**To be done**
Report every line in the material below that contains the string "antenna", treating case as significant.

Coordinate labeling data
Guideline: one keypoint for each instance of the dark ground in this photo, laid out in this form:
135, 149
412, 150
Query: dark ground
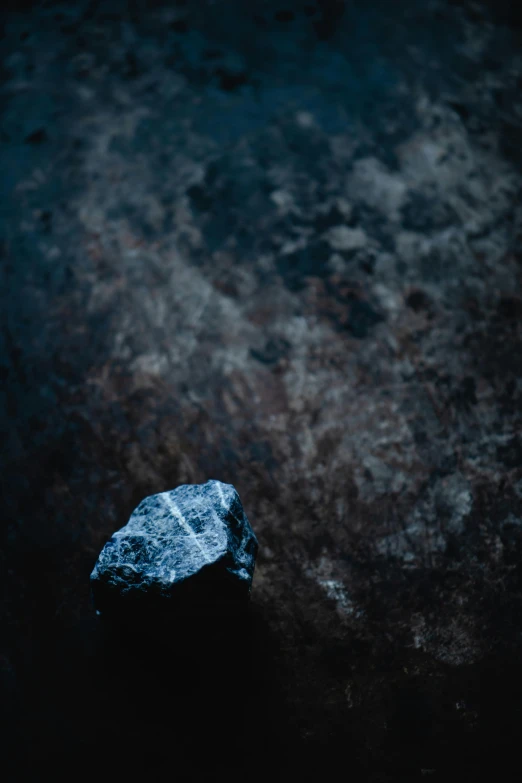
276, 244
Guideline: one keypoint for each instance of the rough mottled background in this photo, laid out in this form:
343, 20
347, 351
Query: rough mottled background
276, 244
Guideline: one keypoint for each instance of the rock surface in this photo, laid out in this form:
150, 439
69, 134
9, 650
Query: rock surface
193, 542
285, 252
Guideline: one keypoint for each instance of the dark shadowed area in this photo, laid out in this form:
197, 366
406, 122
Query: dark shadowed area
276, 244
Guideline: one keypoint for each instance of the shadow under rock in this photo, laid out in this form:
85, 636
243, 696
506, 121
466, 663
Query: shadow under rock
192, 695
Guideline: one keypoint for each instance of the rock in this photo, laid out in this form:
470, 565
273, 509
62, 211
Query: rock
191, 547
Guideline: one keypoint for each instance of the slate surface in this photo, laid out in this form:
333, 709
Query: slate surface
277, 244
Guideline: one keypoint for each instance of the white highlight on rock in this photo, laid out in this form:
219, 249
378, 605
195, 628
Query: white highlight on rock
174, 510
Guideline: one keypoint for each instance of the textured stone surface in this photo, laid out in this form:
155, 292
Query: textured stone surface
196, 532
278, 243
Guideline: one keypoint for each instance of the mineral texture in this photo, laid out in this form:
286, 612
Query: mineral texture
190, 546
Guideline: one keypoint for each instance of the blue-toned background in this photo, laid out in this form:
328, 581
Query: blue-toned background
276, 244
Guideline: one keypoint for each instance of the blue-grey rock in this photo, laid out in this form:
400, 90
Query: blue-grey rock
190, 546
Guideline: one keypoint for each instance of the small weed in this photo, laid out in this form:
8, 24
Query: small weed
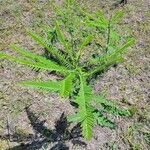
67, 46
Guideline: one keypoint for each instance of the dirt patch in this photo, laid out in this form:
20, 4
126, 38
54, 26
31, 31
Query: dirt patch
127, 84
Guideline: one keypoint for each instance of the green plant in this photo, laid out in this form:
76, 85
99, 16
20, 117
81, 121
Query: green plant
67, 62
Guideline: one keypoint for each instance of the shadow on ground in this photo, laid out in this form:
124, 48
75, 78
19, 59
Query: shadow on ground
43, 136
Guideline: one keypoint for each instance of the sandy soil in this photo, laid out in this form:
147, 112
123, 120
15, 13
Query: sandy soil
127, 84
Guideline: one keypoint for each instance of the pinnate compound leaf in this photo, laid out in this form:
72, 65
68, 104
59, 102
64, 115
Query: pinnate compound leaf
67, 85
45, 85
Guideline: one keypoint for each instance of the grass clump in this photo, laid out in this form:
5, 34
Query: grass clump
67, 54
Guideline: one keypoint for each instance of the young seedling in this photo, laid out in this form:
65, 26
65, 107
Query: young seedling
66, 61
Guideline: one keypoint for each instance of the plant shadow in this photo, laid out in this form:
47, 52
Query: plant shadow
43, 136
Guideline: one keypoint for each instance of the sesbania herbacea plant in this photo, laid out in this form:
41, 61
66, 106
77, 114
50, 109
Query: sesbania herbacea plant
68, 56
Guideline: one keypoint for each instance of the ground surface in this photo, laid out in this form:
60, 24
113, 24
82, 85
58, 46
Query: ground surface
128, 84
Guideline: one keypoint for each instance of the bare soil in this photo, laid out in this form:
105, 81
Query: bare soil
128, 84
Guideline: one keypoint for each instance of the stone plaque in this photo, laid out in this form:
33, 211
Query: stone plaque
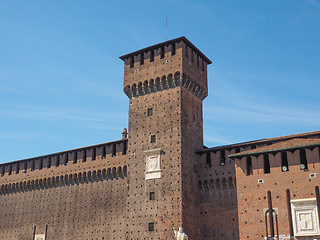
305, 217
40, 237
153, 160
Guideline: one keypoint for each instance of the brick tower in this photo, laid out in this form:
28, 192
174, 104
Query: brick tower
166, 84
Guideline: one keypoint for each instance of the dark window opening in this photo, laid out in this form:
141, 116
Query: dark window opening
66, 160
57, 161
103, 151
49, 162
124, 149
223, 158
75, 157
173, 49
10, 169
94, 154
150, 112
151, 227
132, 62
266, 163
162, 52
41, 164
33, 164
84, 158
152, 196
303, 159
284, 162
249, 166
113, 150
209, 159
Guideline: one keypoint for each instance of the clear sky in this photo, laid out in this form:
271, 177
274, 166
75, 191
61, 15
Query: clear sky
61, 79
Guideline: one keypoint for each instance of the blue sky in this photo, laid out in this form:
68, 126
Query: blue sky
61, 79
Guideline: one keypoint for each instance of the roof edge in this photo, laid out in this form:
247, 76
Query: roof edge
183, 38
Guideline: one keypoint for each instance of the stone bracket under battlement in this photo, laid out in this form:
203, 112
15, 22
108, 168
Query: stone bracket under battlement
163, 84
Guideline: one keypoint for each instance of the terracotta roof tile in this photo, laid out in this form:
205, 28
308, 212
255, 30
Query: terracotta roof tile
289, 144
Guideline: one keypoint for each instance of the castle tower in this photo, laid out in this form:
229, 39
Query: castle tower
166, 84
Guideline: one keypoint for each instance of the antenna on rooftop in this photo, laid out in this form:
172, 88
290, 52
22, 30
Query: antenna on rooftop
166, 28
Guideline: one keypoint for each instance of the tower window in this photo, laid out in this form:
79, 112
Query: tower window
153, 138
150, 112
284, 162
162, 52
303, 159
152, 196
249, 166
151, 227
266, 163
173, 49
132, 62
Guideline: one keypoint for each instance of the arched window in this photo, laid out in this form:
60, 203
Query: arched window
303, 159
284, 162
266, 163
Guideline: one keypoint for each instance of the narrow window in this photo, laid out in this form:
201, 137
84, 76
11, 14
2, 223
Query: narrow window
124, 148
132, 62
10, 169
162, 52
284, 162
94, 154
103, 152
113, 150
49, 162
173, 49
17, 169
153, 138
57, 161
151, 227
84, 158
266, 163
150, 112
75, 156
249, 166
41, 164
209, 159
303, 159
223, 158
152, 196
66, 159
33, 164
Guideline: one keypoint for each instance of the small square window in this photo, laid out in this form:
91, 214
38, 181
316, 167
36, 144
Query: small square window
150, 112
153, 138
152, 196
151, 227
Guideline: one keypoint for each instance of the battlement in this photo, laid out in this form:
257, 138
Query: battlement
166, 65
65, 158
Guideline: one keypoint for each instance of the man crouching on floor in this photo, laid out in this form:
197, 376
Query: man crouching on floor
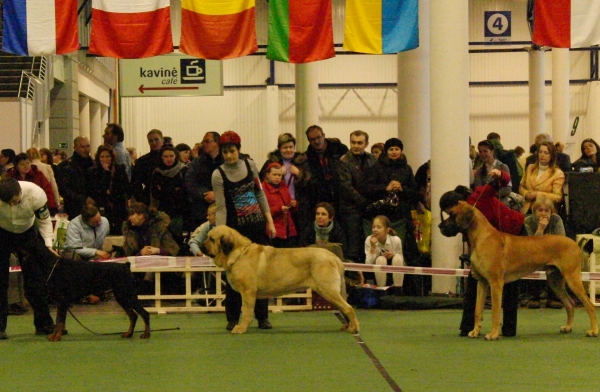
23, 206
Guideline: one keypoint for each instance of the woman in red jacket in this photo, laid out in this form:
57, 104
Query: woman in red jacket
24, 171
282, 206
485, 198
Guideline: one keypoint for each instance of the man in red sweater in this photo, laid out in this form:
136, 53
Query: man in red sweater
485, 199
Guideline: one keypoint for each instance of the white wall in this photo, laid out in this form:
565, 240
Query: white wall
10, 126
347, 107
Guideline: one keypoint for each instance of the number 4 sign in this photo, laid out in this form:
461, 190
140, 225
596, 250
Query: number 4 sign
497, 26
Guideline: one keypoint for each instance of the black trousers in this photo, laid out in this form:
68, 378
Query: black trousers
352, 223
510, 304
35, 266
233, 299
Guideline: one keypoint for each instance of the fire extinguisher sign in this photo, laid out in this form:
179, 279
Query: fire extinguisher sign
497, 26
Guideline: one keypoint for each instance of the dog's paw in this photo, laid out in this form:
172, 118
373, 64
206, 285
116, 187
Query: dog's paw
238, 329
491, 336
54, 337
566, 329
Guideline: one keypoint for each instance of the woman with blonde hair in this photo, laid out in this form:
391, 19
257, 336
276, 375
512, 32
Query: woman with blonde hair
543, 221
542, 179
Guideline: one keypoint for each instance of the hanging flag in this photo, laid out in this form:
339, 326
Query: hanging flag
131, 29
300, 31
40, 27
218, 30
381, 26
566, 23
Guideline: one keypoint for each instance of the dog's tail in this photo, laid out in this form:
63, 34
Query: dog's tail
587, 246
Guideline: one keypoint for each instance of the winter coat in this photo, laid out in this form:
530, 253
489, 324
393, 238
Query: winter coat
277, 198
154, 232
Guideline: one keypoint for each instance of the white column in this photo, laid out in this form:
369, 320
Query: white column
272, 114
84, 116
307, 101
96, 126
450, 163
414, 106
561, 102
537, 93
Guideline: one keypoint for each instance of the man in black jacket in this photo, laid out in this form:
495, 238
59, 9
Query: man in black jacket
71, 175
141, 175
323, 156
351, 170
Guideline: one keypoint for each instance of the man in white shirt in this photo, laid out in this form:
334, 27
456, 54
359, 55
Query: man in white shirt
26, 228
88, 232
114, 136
...
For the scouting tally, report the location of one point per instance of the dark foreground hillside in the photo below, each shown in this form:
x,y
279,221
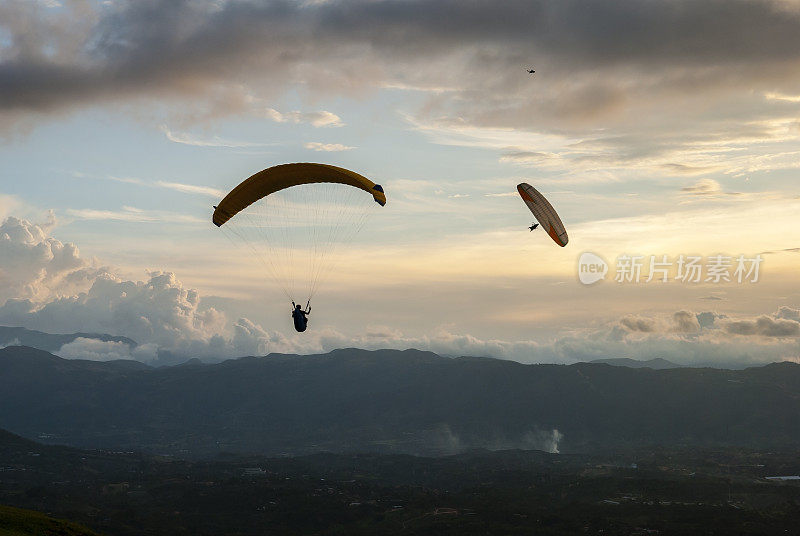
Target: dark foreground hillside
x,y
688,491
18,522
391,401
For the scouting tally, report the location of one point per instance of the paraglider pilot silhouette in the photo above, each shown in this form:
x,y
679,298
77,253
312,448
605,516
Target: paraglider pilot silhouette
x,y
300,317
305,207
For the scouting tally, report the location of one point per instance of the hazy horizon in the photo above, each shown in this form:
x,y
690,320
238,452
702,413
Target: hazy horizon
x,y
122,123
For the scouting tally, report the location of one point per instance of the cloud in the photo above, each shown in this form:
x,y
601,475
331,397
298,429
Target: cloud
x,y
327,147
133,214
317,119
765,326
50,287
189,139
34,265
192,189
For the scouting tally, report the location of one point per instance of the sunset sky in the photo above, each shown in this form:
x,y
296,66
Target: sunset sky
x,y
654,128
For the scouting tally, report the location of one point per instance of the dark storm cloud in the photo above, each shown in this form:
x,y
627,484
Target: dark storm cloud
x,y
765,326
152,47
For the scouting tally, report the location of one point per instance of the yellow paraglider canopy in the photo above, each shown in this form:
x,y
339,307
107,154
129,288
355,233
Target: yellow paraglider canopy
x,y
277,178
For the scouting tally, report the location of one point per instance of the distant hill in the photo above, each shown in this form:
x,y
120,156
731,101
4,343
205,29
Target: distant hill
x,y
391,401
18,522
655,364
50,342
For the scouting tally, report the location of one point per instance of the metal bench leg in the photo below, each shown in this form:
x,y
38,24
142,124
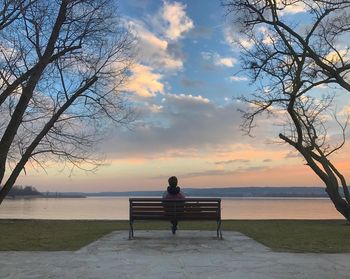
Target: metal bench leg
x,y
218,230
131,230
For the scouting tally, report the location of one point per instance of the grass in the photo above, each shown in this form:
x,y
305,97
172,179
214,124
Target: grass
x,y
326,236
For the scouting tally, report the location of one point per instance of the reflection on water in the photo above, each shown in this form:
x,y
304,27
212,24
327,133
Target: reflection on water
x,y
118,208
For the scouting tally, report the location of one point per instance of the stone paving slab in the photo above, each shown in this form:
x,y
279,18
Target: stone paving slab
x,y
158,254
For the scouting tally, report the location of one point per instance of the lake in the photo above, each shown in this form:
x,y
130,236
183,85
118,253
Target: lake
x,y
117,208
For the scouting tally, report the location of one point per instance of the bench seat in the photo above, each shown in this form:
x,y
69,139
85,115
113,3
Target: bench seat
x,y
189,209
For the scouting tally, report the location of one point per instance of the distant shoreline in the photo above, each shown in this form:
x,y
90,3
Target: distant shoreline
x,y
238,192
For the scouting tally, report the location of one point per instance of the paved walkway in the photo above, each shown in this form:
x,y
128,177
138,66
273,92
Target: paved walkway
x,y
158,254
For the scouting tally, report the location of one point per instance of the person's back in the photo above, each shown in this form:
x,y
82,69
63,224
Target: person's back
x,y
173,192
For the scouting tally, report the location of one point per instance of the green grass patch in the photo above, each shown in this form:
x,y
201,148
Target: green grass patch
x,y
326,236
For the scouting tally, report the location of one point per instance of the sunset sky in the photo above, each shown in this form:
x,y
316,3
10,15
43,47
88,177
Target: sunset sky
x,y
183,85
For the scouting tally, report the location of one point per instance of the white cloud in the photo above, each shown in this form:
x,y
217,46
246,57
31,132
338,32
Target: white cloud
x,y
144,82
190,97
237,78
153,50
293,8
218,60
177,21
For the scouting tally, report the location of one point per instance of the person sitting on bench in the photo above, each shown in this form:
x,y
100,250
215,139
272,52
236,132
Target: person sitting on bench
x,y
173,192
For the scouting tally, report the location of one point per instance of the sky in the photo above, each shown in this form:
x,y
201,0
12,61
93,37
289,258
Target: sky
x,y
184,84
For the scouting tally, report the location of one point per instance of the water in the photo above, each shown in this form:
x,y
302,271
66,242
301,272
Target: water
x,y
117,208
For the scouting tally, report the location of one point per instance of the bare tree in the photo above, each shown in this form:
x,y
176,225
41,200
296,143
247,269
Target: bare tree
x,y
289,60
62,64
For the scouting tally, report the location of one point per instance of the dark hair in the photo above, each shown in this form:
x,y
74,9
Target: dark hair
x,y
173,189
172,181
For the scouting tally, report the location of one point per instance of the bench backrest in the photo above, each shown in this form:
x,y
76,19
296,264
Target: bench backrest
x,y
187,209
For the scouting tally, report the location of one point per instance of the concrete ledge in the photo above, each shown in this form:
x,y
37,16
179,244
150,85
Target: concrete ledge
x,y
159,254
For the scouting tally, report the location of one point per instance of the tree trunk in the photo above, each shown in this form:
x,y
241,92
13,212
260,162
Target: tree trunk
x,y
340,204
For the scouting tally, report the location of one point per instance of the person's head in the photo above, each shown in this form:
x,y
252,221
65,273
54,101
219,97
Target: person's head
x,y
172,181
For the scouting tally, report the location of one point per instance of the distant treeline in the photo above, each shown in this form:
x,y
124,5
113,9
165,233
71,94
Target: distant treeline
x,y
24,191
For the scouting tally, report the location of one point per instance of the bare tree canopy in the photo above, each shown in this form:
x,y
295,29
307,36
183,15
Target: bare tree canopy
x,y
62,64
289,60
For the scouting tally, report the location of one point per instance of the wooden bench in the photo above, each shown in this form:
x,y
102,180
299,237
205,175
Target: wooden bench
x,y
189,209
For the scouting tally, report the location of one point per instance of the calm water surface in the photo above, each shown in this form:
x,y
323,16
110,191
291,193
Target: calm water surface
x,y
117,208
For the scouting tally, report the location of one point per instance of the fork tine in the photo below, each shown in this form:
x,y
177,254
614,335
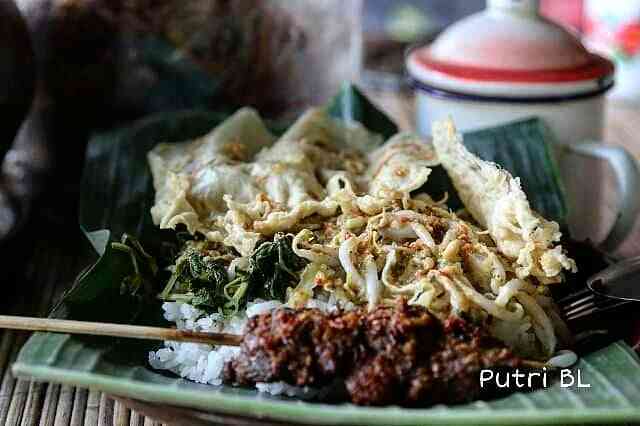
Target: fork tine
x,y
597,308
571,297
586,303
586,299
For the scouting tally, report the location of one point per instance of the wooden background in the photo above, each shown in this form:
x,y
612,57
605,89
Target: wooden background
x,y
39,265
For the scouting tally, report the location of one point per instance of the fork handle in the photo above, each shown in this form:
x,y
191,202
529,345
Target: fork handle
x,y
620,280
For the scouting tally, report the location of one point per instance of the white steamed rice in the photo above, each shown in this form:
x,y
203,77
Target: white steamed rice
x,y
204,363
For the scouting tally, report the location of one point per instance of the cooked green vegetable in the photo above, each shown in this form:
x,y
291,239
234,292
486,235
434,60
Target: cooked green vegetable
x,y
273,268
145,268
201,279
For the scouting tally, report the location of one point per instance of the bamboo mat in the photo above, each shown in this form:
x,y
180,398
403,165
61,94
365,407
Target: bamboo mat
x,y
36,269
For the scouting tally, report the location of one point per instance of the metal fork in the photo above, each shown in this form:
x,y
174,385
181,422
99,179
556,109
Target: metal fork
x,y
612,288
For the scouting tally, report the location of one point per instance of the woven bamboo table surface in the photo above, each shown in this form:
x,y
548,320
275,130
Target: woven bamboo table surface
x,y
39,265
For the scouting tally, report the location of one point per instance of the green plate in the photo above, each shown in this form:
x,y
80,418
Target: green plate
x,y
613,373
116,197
--
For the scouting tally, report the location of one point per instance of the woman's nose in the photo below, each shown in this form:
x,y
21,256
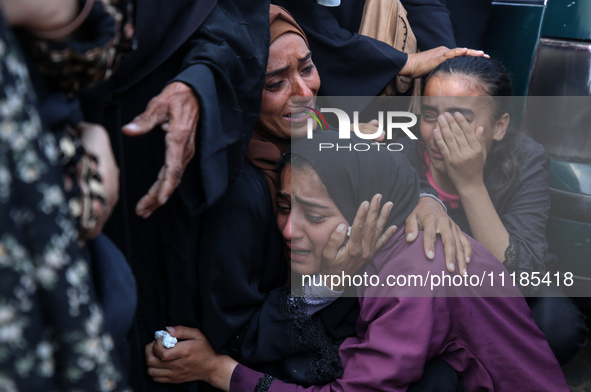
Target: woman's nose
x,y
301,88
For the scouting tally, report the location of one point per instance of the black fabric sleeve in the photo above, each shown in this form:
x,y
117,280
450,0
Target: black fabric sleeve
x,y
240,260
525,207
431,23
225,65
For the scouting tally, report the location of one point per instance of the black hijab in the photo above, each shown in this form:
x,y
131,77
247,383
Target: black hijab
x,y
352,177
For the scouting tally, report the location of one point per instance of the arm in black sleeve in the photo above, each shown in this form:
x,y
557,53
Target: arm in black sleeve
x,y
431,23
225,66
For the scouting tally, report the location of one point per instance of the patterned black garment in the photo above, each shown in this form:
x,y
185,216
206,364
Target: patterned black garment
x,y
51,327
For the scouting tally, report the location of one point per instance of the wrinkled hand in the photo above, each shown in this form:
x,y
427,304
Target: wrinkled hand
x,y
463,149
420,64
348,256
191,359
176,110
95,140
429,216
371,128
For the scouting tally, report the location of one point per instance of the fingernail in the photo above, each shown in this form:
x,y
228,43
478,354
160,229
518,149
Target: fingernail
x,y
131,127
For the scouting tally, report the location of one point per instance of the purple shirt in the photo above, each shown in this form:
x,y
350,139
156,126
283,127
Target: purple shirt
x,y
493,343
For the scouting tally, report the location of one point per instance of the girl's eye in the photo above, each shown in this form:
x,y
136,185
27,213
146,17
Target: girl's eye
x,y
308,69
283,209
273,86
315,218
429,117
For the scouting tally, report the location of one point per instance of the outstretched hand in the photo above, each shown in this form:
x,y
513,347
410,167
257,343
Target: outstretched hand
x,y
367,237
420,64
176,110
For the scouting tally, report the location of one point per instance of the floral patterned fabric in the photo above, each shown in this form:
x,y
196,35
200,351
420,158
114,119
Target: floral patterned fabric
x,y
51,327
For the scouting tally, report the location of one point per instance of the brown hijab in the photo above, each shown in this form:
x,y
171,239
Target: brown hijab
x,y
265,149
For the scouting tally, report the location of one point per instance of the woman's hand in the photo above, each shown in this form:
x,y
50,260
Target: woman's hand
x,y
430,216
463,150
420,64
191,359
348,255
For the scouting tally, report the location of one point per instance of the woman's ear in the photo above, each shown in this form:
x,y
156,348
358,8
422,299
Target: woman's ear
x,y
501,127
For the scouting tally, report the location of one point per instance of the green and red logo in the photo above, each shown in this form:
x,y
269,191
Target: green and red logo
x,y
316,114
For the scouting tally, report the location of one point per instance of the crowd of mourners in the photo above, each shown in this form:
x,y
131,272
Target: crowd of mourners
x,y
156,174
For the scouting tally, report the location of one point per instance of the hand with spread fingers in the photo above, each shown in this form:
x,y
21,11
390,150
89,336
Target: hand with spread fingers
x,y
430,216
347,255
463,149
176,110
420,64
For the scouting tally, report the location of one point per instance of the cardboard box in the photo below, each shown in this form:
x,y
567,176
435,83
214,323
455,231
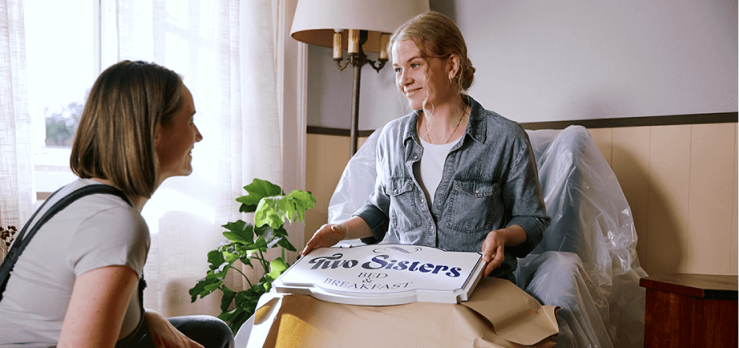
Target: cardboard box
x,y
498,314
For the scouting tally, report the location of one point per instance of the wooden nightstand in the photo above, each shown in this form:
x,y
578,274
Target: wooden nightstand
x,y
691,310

**Task answer**
Guideline: one keypoint for each instance of the antenna on rooftop in this photo, laid out in this form:
Query: antenna on rooftop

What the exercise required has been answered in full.